» **Work task**: Could you repeat all of the entries below, character for character?
= Beginning of Section =
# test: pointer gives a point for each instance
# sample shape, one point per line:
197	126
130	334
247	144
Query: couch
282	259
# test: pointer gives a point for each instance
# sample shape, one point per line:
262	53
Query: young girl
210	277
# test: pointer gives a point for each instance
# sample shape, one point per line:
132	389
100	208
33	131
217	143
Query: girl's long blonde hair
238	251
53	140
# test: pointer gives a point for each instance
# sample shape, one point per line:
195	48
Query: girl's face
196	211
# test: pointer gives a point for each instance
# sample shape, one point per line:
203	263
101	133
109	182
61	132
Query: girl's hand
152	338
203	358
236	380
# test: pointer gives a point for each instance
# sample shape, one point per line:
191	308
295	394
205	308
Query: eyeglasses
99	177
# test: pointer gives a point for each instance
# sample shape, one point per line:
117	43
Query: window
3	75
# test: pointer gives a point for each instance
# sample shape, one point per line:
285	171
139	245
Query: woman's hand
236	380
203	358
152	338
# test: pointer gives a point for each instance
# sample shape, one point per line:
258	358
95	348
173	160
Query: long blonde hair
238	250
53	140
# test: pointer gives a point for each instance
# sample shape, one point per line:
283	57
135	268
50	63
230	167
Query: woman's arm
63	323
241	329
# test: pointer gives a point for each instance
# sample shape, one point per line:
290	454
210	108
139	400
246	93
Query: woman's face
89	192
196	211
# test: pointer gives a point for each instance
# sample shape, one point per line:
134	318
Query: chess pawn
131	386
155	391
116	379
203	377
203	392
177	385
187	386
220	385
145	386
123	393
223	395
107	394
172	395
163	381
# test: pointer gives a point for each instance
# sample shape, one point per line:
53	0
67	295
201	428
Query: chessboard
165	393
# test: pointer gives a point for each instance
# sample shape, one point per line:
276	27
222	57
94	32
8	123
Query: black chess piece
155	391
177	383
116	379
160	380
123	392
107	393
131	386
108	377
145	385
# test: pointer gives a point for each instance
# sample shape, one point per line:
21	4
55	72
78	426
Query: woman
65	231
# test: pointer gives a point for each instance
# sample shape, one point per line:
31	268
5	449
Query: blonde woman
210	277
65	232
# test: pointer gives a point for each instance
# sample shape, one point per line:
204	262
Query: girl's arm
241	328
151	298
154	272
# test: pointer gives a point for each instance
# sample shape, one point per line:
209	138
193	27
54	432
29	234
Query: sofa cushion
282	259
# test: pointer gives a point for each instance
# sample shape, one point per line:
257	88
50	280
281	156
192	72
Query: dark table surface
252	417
= End of Section =
» **Task result**:
# test: pointer gives a point for each instance
# sample shape, one point per line:
197	126
130	334
247	144
Query: couch
282	259
# test: pointer gives a point for each instance
# sample shape, one point per line:
262	53
Query: young girl
210	277
# test: pointer gives a point for each instance
# sample shape, one point per line:
132	389
100	208
33	131
217	143
Query: girl's long blonde hair
238	251
53	140
# test: pointer gives a point for each instance
# sample shape, one point per line:
195	48
Query: girl's face
196	211
# test: pointer gives a point for each instance
# sample shape, one point per line:
203	263
101	133
109	182
61	132
Query: girl's hand
152	338
203	358
236	380
# test: pointer gives a point for each instance
# sample shape, one point per line:
191	308
295	394
205	308
Query: eyeglasses
99	177
# test: pointer gives a point for each instance
# sample shape, one point per line:
117	43
Query: window
3	75
# test: pointer gives a point for each instance
# sample shape, one point per line:
285	171
139	245
Query: woman's hand
236	380
203	358
152	338
# test: pointer gives a point for each instance
# sample shape, one point per line:
258	358
95	348
173	160
Query: long blonde hair
238	250
53	140
# test: pointer gives a point for each instance
# sample shape, one point per line:
283	57
135	268
50	63
230	167
Query: woman's arm
63	323
241	329
# test: pointer gives a point for each instance
# sample shape, one point per line:
290	454
210	108
139	400
246	93
Query: woman's face
89	192
196	211
# test: pointer gives a point for each instance
# sample shape, one point per line:
134	318
Query: chess pawn
131	386
155	391
116	379
203	377
203	392
177	385
187	386
220	385
145	386
123	393
223	395
107	394
172	395
163	381
# test: pointer gives a point for each instance
# sample shape, one point per line:
53	0
67	295
201	428
Query: chessboard
165	393
# test: pointer gives a point for each instance
# sample shape, one point per line:
276	27
222	57
94	32
8	123
Query: black chess piece
155	391
177	383
116	379
160	380
123	392
107	393
131	386
108	377
145	385
# test: pointer gives a point for each instance
# sample shape, one point per line:
21	4
55	72
78	426
Query: woman
65	231
# test: pointer gives a point for each instance
# sample shape, one point per line:
31	268
5	449
Query: blonde woman
210	277
65	232
# test: pointer gives a point for each instance
# sample shape, one point per line:
204	262
Query: girl's arm
241	328
151	298
154	272
# test: pointer gives a point for each instance
# sample shape, one point per line:
209	138
193	27
54	432
29	234
Query: sofa cushion
282	259
# test: pointer gives a point for each instance
# sample shape, one point per line:
257	88
50	280
281	156
192	72
Query: dark table surface
252	417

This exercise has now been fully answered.